> **ABOUT THIS EXERCISE**:
Down to the last line below, repeat the entries word for word and drop the pictures.

> **AVAILABLE DATA**:

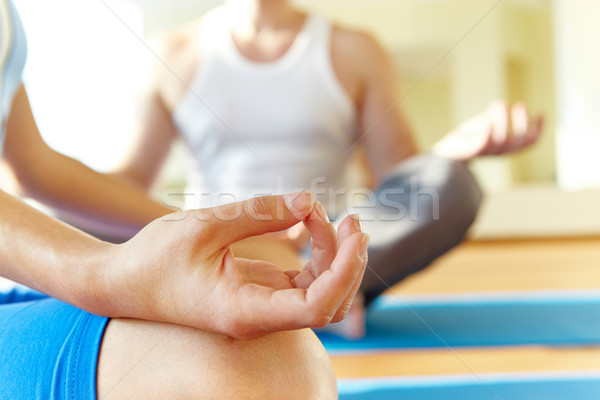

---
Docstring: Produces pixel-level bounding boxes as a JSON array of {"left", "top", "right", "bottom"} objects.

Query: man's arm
[
  {"left": 2, "top": 85, "right": 173, "bottom": 236},
  {"left": 110, "top": 89, "right": 177, "bottom": 192},
  {"left": 112, "top": 29, "right": 200, "bottom": 191},
  {"left": 332, "top": 29, "right": 419, "bottom": 185},
  {"left": 339, "top": 30, "right": 542, "bottom": 180}
]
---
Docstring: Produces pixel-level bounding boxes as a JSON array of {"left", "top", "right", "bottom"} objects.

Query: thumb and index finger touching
[
  {"left": 208, "top": 191, "right": 316, "bottom": 248},
  {"left": 207, "top": 191, "right": 369, "bottom": 333}
]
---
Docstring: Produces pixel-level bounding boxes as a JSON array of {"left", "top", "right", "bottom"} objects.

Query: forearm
[
  {"left": 3, "top": 85, "right": 172, "bottom": 235},
  {"left": 0, "top": 189, "right": 111, "bottom": 313},
  {"left": 18, "top": 148, "right": 173, "bottom": 236}
]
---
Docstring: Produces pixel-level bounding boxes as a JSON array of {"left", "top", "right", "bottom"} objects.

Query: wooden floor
[
  {"left": 332, "top": 346, "right": 600, "bottom": 378},
  {"left": 386, "top": 237, "right": 600, "bottom": 295},
  {"left": 333, "top": 237, "right": 600, "bottom": 379}
]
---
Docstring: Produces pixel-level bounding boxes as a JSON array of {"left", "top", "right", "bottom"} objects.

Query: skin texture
[
  {"left": 100, "top": 196, "right": 368, "bottom": 338},
  {"left": 97, "top": 321, "right": 338, "bottom": 400}
]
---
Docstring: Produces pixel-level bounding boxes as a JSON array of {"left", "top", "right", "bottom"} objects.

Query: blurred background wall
[{"left": 11, "top": 0, "right": 600, "bottom": 238}]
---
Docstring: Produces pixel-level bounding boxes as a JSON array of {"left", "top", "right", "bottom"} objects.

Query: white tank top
[{"left": 173, "top": 7, "right": 357, "bottom": 215}]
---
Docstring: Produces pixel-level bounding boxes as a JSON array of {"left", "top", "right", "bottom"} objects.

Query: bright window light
[{"left": 15, "top": 0, "right": 149, "bottom": 172}]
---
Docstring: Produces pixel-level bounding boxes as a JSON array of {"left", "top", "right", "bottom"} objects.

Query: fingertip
[
  {"left": 511, "top": 101, "right": 528, "bottom": 113},
  {"left": 305, "top": 200, "right": 329, "bottom": 223},
  {"left": 284, "top": 191, "right": 315, "bottom": 219},
  {"left": 338, "top": 231, "right": 369, "bottom": 266},
  {"left": 490, "top": 102, "right": 509, "bottom": 144},
  {"left": 284, "top": 270, "right": 301, "bottom": 288},
  {"left": 360, "top": 233, "right": 370, "bottom": 258},
  {"left": 352, "top": 214, "right": 363, "bottom": 232},
  {"left": 488, "top": 99, "right": 507, "bottom": 112},
  {"left": 315, "top": 201, "right": 330, "bottom": 222},
  {"left": 285, "top": 269, "right": 301, "bottom": 279},
  {"left": 336, "top": 214, "right": 357, "bottom": 244}
]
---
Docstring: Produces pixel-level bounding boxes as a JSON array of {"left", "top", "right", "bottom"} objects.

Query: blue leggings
[{"left": 0, "top": 286, "right": 108, "bottom": 400}]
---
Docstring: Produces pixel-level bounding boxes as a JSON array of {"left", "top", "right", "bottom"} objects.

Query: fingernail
[
  {"left": 360, "top": 233, "right": 370, "bottom": 256},
  {"left": 284, "top": 191, "right": 314, "bottom": 213},
  {"left": 351, "top": 214, "right": 362, "bottom": 232},
  {"left": 315, "top": 201, "right": 330, "bottom": 222}
]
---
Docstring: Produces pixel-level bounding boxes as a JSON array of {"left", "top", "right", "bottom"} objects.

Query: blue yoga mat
[
  {"left": 338, "top": 372, "right": 600, "bottom": 400},
  {"left": 320, "top": 290, "right": 600, "bottom": 353}
]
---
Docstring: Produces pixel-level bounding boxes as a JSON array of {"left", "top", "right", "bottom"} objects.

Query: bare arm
[
  {"left": 3, "top": 86, "right": 173, "bottom": 236},
  {"left": 342, "top": 31, "right": 418, "bottom": 184},
  {"left": 112, "top": 29, "right": 199, "bottom": 191},
  {"left": 346, "top": 32, "right": 542, "bottom": 180},
  {"left": 111, "top": 81, "right": 178, "bottom": 191},
  {"left": 0, "top": 188, "right": 110, "bottom": 308},
  {"left": 0, "top": 187, "right": 368, "bottom": 339}
]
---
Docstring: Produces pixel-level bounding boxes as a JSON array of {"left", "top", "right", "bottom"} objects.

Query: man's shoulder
[
  {"left": 148, "top": 19, "right": 204, "bottom": 108},
  {"left": 330, "top": 24, "right": 384, "bottom": 60},
  {"left": 156, "top": 20, "right": 203, "bottom": 65},
  {"left": 330, "top": 23, "right": 391, "bottom": 78}
]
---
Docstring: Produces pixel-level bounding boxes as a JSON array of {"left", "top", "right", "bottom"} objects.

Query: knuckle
[
  {"left": 192, "top": 208, "right": 212, "bottom": 223},
  {"left": 194, "top": 215, "right": 217, "bottom": 239},
  {"left": 247, "top": 196, "right": 272, "bottom": 221}
]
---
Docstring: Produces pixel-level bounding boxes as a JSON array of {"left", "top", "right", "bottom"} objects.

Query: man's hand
[
  {"left": 432, "top": 101, "right": 543, "bottom": 162},
  {"left": 98, "top": 192, "right": 368, "bottom": 339}
]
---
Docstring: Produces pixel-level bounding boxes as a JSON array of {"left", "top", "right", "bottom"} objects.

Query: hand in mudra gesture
[
  {"left": 433, "top": 101, "right": 543, "bottom": 162},
  {"left": 92, "top": 192, "right": 368, "bottom": 339}
]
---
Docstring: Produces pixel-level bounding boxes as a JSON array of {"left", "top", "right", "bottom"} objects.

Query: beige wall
[
  {"left": 294, "top": 0, "right": 556, "bottom": 192},
  {"left": 554, "top": 0, "right": 600, "bottom": 190}
]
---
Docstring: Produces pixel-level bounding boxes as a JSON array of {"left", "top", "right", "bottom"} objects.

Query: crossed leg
[
  {"left": 97, "top": 319, "right": 337, "bottom": 399},
  {"left": 97, "top": 235, "right": 335, "bottom": 400}
]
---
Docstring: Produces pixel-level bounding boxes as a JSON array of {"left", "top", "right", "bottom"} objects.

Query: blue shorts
[{"left": 0, "top": 285, "right": 109, "bottom": 400}]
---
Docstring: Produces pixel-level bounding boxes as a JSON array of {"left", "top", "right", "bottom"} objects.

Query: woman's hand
[
  {"left": 265, "top": 222, "right": 311, "bottom": 251},
  {"left": 96, "top": 192, "right": 368, "bottom": 339},
  {"left": 432, "top": 101, "right": 543, "bottom": 162}
]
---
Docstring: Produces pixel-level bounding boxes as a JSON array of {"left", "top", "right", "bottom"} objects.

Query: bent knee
[
  {"left": 208, "top": 328, "right": 338, "bottom": 399},
  {"left": 98, "top": 320, "right": 336, "bottom": 400},
  {"left": 381, "top": 155, "right": 482, "bottom": 223},
  {"left": 411, "top": 155, "right": 482, "bottom": 222}
]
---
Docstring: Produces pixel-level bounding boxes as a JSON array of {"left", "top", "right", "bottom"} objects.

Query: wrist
[{"left": 67, "top": 239, "right": 119, "bottom": 317}]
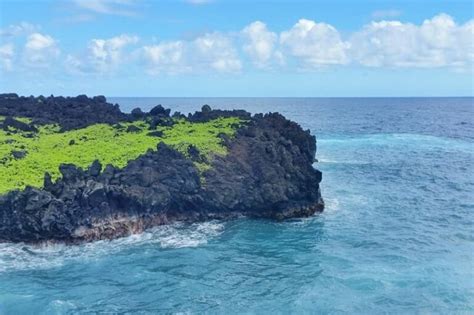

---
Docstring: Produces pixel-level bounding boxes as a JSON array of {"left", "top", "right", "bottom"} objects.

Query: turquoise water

> **REPLY TO THE TASK**:
---
Docstring: Produces pixel-level bounding boxes as a JSON array of {"left", "top", "right", "bottom"} objects.

Query: man's arm
[
  {"left": 2, "top": 85, "right": 173, "bottom": 236},
  {"left": 110, "top": 89, "right": 177, "bottom": 192},
  {"left": 112, "top": 29, "right": 200, "bottom": 191},
  {"left": 332, "top": 29, "right": 419, "bottom": 185},
  {"left": 339, "top": 30, "right": 542, "bottom": 180}
]
---
Docstring: Produces pixel-level bounding boxes as a JSON array of {"left", "top", "right", "bottom"} objects.

Query: thumb and index finger touching
[
  {"left": 208, "top": 191, "right": 316, "bottom": 248},
  {"left": 207, "top": 191, "right": 369, "bottom": 333}
]
---
Docstring: Produces pixel-level bounding boxes as a JSON array of {"left", "top", "right", "bottom"} objects.

Query: forearm
[
  {"left": 3, "top": 85, "right": 172, "bottom": 235},
  {"left": 0, "top": 189, "right": 111, "bottom": 313},
  {"left": 18, "top": 148, "right": 173, "bottom": 236}
]
---
Docstring: Produces pixel-level bounding boxes as a JSON array of {"left", "top", "right", "bottom"} objects.

Query: wooden floor
[
  {"left": 332, "top": 346, "right": 600, "bottom": 378},
  {"left": 386, "top": 237, "right": 600, "bottom": 295},
  {"left": 333, "top": 237, "right": 600, "bottom": 379}
]
---
Docstring: Produces pixel-level bounding boxes as a JSON array of {"left", "top", "right", "bottom"} objects.

Query: skin texture
[
  {"left": 100, "top": 196, "right": 368, "bottom": 338},
  {"left": 97, "top": 321, "right": 338, "bottom": 400}
]
---
Docstring: Produces pixel-level bounding boxes as a JSON array of {"left", "top", "right", "bottom"} objects.

Query: blurred background wall
[{"left": 11, "top": 0, "right": 600, "bottom": 238}]
---
Docstring: Produces pixel-level bounding boxes as a JSON array of {"left", "top", "right", "bottom"} objects.

Query: white tank top
[{"left": 173, "top": 7, "right": 357, "bottom": 215}]
---
Docstring: Produces pixel-level bounding boxes as a JSON array of {"left", "top", "right", "bottom"} objects.

Query: bright window light
[{"left": 15, "top": 0, "right": 149, "bottom": 172}]
---
Docstring: Produces pixel-level bounding boxes as a JSON array of {"left", "top", "right", "bottom"} objects.

Query: fingertip
[
  {"left": 511, "top": 101, "right": 528, "bottom": 113},
  {"left": 305, "top": 200, "right": 329, "bottom": 223},
  {"left": 284, "top": 191, "right": 315, "bottom": 219},
  {"left": 338, "top": 231, "right": 369, "bottom": 266},
  {"left": 490, "top": 102, "right": 509, "bottom": 144},
  {"left": 284, "top": 270, "right": 301, "bottom": 288},
  {"left": 360, "top": 233, "right": 370, "bottom": 258},
  {"left": 352, "top": 214, "right": 363, "bottom": 232},
  {"left": 488, "top": 99, "right": 507, "bottom": 112},
  {"left": 315, "top": 201, "right": 330, "bottom": 222},
  {"left": 285, "top": 269, "right": 301, "bottom": 279},
  {"left": 336, "top": 214, "right": 357, "bottom": 244}
]
---
Docstring: Produces pixel-level bounding boxes as a JSON array of {"left", "top", "right", "bottom"} objects.

Query: blue leggings
[{"left": 0, "top": 286, "right": 108, "bottom": 400}]
---
Docstring: Produces pixel-level bounding boxes as a JSON array of {"left", "top", "right", "bottom"} objects.

Query: fingernail
[
  {"left": 360, "top": 233, "right": 370, "bottom": 256},
  {"left": 284, "top": 191, "right": 314, "bottom": 213},
  {"left": 351, "top": 214, "right": 362, "bottom": 232},
  {"left": 315, "top": 201, "right": 330, "bottom": 222}
]
---
Docstring: Produces pixel-level bounding boxes as a JSON array of {"left", "top", "right", "bottom"} objects.

Query: blue yoga mat
[
  {"left": 338, "top": 372, "right": 600, "bottom": 400},
  {"left": 320, "top": 290, "right": 600, "bottom": 353}
]
---
Docstring: Produces pixel-level bounding boxes as a JSON array of {"left", "top", "right", "bottom"} objects.

Query: bare arm
[
  {"left": 3, "top": 86, "right": 173, "bottom": 236},
  {"left": 342, "top": 31, "right": 418, "bottom": 184},
  {"left": 112, "top": 29, "right": 199, "bottom": 191},
  {"left": 346, "top": 32, "right": 542, "bottom": 180},
  {"left": 111, "top": 81, "right": 178, "bottom": 191},
  {"left": 0, "top": 188, "right": 110, "bottom": 308},
  {"left": 0, "top": 187, "right": 368, "bottom": 339}
]
---
Docstring: Produces pixel-level bounding boxes as a JSON array of {"left", "top", "right", "bottom"} objects.

Query: man's shoulder
[
  {"left": 148, "top": 19, "right": 204, "bottom": 108},
  {"left": 330, "top": 24, "right": 384, "bottom": 60},
  {"left": 156, "top": 20, "right": 203, "bottom": 65},
  {"left": 330, "top": 23, "right": 391, "bottom": 78}
]
---
Docstring: Produces pixel-level bounding boxes as a JSON array of {"left", "top", "right", "bottom"} objects.

Query: knuckle
[
  {"left": 192, "top": 208, "right": 212, "bottom": 223},
  {"left": 194, "top": 215, "right": 217, "bottom": 239},
  {"left": 247, "top": 196, "right": 272, "bottom": 221}
]
---
Docstring: Produces pixel-level bounding boxes as a JSON array of {"left", "top", "right", "bottom"} objects.

Query: man's hand
[
  {"left": 432, "top": 101, "right": 543, "bottom": 162},
  {"left": 98, "top": 192, "right": 368, "bottom": 339}
]
---
Docstring: Produces pixel-level bounding boxes as a JSON array of {"left", "top", "right", "bottom"} objects.

Query: hand in mudra gesture
[
  {"left": 433, "top": 101, "right": 543, "bottom": 162},
  {"left": 92, "top": 192, "right": 368, "bottom": 339}
]
---
Docstring: Produces pixel-level bounding boxes as a JSON array of {"left", "top", "right", "bottom"} objects.

Query: beige wall
[
  {"left": 294, "top": 0, "right": 556, "bottom": 192},
  {"left": 554, "top": 0, "right": 600, "bottom": 190}
]
---
Docstring: Produces pixel-level bounding boxes as a JSON array of {"left", "top", "right", "bottom"} objects.

Query: crossed leg
[
  {"left": 97, "top": 319, "right": 337, "bottom": 399},
  {"left": 97, "top": 235, "right": 335, "bottom": 400}
]
---
Docstring: Produces pixel-level bounding boxes as a JSON array of {"left", "top", "right", "bottom"} objects.

Query: blue shorts
[{"left": 0, "top": 285, "right": 109, "bottom": 400}]
---
Docstring: Produces pixel-level bounding boxes as a JSON array of {"left", "top", "right", "bottom"} objects.

Query: woman's hand
[
  {"left": 265, "top": 222, "right": 311, "bottom": 251},
  {"left": 96, "top": 192, "right": 368, "bottom": 339},
  {"left": 432, "top": 101, "right": 543, "bottom": 162}
]
---
Docstring: Produces pixel-level bounding boxes as a JSON array of {"left", "top", "right", "bottom"} objects.

Query: bent knee
[
  {"left": 208, "top": 328, "right": 338, "bottom": 399},
  {"left": 98, "top": 320, "right": 336, "bottom": 400},
  {"left": 381, "top": 155, "right": 482, "bottom": 223},
  {"left": 411, "top": 155, "right": 482, "bottom": 222}
]
---
Docstring: Produces pixel-level bounding boxes as a JSON array of {"left", "top", "right", "bottom"} objects.

Query: wrist
[{"left": 67, "top": 239, "right": 119, "bottom": 317}]

---
Docstring: Produces pixel-level bounding boxes as a JSON array of {"left", "top", "right", "bottom"} objects.

Query: turquoise water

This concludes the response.